About this task
Please give again every entry exactly as it appears, setting aside the pictures.

------------------------------------------------------------------------

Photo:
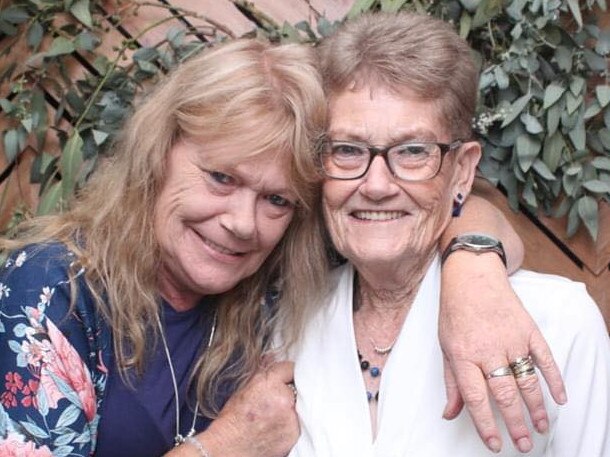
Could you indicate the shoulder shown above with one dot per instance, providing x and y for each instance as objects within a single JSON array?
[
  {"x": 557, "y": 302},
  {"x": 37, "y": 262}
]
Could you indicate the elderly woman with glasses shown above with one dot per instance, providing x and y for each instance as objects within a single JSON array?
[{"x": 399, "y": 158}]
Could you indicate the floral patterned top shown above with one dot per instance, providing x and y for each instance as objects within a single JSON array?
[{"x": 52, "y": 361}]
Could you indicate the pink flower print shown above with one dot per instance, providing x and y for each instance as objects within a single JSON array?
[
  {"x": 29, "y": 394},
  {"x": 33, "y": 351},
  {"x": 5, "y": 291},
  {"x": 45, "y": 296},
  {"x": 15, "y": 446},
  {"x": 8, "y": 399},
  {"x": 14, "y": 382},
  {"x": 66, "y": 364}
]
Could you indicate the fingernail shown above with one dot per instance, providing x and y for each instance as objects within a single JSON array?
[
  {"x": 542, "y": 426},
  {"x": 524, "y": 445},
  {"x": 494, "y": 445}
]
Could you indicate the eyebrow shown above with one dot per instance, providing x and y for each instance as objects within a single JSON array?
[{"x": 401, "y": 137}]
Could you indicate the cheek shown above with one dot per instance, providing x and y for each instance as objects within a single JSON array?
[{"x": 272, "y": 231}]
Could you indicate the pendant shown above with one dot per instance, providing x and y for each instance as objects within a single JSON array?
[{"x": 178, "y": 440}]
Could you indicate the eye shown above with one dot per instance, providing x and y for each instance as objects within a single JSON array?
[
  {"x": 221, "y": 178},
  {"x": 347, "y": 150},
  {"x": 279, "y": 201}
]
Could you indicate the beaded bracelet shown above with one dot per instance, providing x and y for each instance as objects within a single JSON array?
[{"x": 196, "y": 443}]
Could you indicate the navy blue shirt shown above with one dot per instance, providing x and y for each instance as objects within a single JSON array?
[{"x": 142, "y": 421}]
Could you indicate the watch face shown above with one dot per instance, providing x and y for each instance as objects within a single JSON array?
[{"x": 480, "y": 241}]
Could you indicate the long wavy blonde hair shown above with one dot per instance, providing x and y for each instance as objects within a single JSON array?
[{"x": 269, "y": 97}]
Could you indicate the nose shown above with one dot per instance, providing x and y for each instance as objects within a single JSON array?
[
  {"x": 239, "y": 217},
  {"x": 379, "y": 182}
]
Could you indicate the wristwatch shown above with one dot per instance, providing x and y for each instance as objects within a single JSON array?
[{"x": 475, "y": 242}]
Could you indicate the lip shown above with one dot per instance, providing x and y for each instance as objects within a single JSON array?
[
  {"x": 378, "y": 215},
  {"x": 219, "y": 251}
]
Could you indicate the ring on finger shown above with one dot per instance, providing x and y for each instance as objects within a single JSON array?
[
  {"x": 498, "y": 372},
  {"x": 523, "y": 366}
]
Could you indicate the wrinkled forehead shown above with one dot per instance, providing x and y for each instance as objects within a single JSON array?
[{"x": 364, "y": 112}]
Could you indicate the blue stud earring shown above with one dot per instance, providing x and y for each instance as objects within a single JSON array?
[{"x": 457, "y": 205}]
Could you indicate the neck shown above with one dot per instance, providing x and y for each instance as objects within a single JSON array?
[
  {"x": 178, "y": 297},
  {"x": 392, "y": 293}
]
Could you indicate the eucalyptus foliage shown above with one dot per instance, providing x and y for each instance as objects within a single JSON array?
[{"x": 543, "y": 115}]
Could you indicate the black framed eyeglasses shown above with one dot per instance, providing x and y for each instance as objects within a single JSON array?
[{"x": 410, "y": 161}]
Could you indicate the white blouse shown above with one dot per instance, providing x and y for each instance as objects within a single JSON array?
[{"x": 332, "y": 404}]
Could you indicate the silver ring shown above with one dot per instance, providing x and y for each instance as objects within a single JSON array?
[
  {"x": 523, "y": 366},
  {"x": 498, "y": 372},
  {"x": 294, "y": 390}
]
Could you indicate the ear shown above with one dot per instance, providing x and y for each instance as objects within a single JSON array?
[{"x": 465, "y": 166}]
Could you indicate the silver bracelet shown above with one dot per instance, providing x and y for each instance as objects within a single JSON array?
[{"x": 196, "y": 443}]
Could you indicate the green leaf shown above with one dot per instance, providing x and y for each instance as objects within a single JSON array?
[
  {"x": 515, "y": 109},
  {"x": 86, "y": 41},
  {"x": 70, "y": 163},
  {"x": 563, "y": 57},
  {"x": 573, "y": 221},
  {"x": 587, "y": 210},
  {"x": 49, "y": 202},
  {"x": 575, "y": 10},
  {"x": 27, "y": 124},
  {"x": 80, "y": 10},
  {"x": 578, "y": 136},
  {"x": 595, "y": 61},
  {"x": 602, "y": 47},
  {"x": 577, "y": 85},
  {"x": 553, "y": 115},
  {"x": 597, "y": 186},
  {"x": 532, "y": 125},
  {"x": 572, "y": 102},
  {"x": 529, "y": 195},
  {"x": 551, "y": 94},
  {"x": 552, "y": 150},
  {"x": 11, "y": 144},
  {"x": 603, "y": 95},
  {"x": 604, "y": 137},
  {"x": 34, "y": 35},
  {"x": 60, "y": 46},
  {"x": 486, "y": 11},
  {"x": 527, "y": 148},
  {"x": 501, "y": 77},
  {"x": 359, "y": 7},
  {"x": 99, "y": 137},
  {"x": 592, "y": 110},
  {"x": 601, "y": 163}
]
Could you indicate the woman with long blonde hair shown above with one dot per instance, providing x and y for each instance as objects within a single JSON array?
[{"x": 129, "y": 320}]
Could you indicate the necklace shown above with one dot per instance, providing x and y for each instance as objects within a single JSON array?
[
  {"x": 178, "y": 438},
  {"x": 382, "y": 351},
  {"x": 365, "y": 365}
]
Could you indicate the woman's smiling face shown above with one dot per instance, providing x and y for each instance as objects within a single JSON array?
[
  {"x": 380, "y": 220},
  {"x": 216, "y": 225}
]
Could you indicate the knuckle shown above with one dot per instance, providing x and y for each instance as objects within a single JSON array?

------------------------------------------------------------------------

Expected answer
Photo:
Could you indicate the shoulder shown above with one dot per instance, providing x and y for each instance as objects within a single JSON array?
[
  {"x": 557, "y": 302},
  {"x": 37, "y": 262}
]
Could you indicate the elderly woman with glasses shown above with one dot per instance, providing x and y for each instance as objects within a single JSON array?
[{"x": 399, "y": 158}]
Could you indicate the floral patterned top shown above with one dot per instance, providing x and y for each instance as objects within a single JSON array?
[{"x": 52, "y": 361}]
Could you indicate the pink flower print shown above with one dot per instance, providing x and y for each instance as objects within a single JSON array?
[
  {"x": 29, "y": 394},
  {"x": 33, "y": 351},
  {"x": 5, "y": 291},
  {"x": 45, "y": 296},
  {"x": 15, "y": 446},
  {"x": 8, "y": 399},
  {"x": 14, "y": 382},
  {"x": 66, "y": 364}
]
Could you indicate the fingernail shown above with one dot per instance, providing x and y for each instance as objects within a single JSON array?
[
  {"x": 542, "y": 426},
  {"x": 524, "y": 445},
  {"x": 494, "y": 445}
]
Could you indicate the eyebrow shown above with one dot per instance, providing x and y for each instance as objects within a single JSON array?
[{"x": 401, "y": 137}]
Could you indicate the cheek shown above with one dot per instance, providing x and y for each instance as objects within a single JSON array?
[{"x": 272, "y": 231}]
Could you indicate the pendant shown above with one dot per instance, providing x and y for each instance as objects within a single JSON array?
[{"x": 178, "y": 440}]
Could you indicate the eye shown above with one dot per instance, providing x and y for each instance as objects within a single JSON array?
[
  {"x": 221, "y": 178},
  {"x": 347, "y": 150},
  {"x": 279, "y": 201}
]
Could you indicate the beaded bracelet shown above with one dot per instance, providing x and y for each instance as objects within a single JSON array?
[{"x": 196, "y": 443}]
Could you indicate the navy blue shirt shown above with one dot per instance, providing x and y for each instance as objects within a single JSON array?
[{"x": 142, "y": 421}]
Could you indicate the watch face shown above with one dot per instance, providing x and y for each instance as objects within a single JSON array?
[{"x": 480, "y": 241}]
Could you indicate the long wavy blonde hair shown above with one dot per instance, providing x and y for each instance as objects within a single JSON array?
[{"x": 269, "y": 97}]
Could you indicate the nose shown above with one dot per instance, providing x and y for each instance as objects within a single JSON array?
[
  {"x": 239, "y": 217},
  {"x": 379, "y": 182}
]
Could you indicate the wristwatch shown above with one dot per instance, providing x and y for each instance as objects within a single JSON array?
[{"x": 475, "y": 242}]
Could you indicate the lip shown above with one dot per instance, providing x and y for each instance as objects within a single JSON array?
[
  {"x": 378, "y": 215},
  {"x": 219, "y": 251}
]
Could you indicate the ring on finger shown above with one dot per instance, providing x and y for each instance as objects within a single JSON array?
[
  {"x": 498, "y": 372},
  {"x": 523, "y": 366}
]
Could you indicate the wrinkled forehead shown above with one dot per instance, providing x and y for each instance as objects within a single JSON array?
[{"x": 364, "y": 112}]
Could you indicate the blue stud earring shown above with one dot per instance, providing x and y for each instance as objects within a single JSON array?
[{"x": 457, "y": 205}]
Could you indicate the neck shown above with one dot per instance, providing x and y for each instance as objects within a single JSON array?
[
  {"x": 178, "y": 297},
  {"x": 392, "y": 293}
]
Could you indicate the eucalyptus foliage shown above with one dot per instance, providing x and y for each instance as objects within a single JSON array?
[{"x": 543, "y": 115}]
Could you indicate the black framed eyeglasses shown above with one dot per instance, providing x and y for each instance as objects within a single JSON array?
[{"x": 410, "y": 161}]
Could you indicate the white blouse shown above with one dot per instance, providing x and y for each instance as objects within a single JSON array?
[{"x": 332, "y": 404}]
Could you indicate the silver ring shown above with one dot per instance, providing x and y for each instance as objects within a single JSON array?
[
  {"x": 523, "y": 366},
  {"x": 498, "y": 372},
  {"x": 294, "y": 390}
]
Could you indicate the ear shown above with one dot per instance, providing x and y for each instance as objects within a single JSON array?
[{"x": 465, "y": 166}]
Could you indicate the silver bracelet shown above with one dot per instance, providing x and y for each instance as objects within a single JSON array?
[{"x": 196, "y": 443}]
Could you indicate the green leaf shown above with one dot per instance, providing x and y for each instance as objects within a single JSON array?
[
  {"x": 515, "y": 109},
  {"x": 86, "y": 41},
  {"x": 70, "y": 163},
  {"x": 563, "y": 57},
  {"x": 573, "y": 221},
  {"x": 587, "y": 210},
  {"x": 49, "y": 202},
  {"x": 575, "y": 10},
  {"x": 27, "y": 124},
  {"x": 80, "y": 10},
  {"x": 578, "y": 136},
  {"x": 595, "y": 61},
  {"x": 602, "y": 47},
  {"x": 577, "y": 85},
  {"x": 553, "y": 115},
  {"x": 597, "y": 186},
  {"x": 532, "y": 125},
  {"x": 572, "y": 102},
  {"x": 529, "y": 195},
  {"x": 551, "y": 94},
  {"x": 552, "y": 150},
  {"x": 11, "y": 144},
  {"x": 603, "y": 95},
  {"x": 604, "y": 137},
  {"x": 34, "y": 35},
  {"x": 60, "y": 46},
  {"x": 486, "y": 11},
  {"x": 527, "y": 148},
  {"x": 501, "y": 77},
  {"x": 359, "y": 7},
  {"x": 99, "y": 137},
  {"x": 592, "y": 110},
  {"x": 601, "y": 163}
]
Could you indicate the woman with long blonde hair shown above with one dot per instance, providing x and y for each instance as objects within a single JSON array?
[{"x": 129, "y": 320}]
Could you indicate the necklace shown above with one dot per instance, providing x and y for each instance as objects within a single JSON array?
[
  {"x": 178, "y": 438},
  {"x": 382, "y": 351},
  {"x": 365, "y": 365}
]
Could you indicate the woman's smiling face shown above with one dot per instance, providing x and y for each instance as objects within a single JSON array?
[
  {"x": 380, "y": 220},
  {"x": 216, "y": 225}
]
Could you indicate the knuckle shown above with one dot per instance, providing x and y for each instance as objects within a single JSON array?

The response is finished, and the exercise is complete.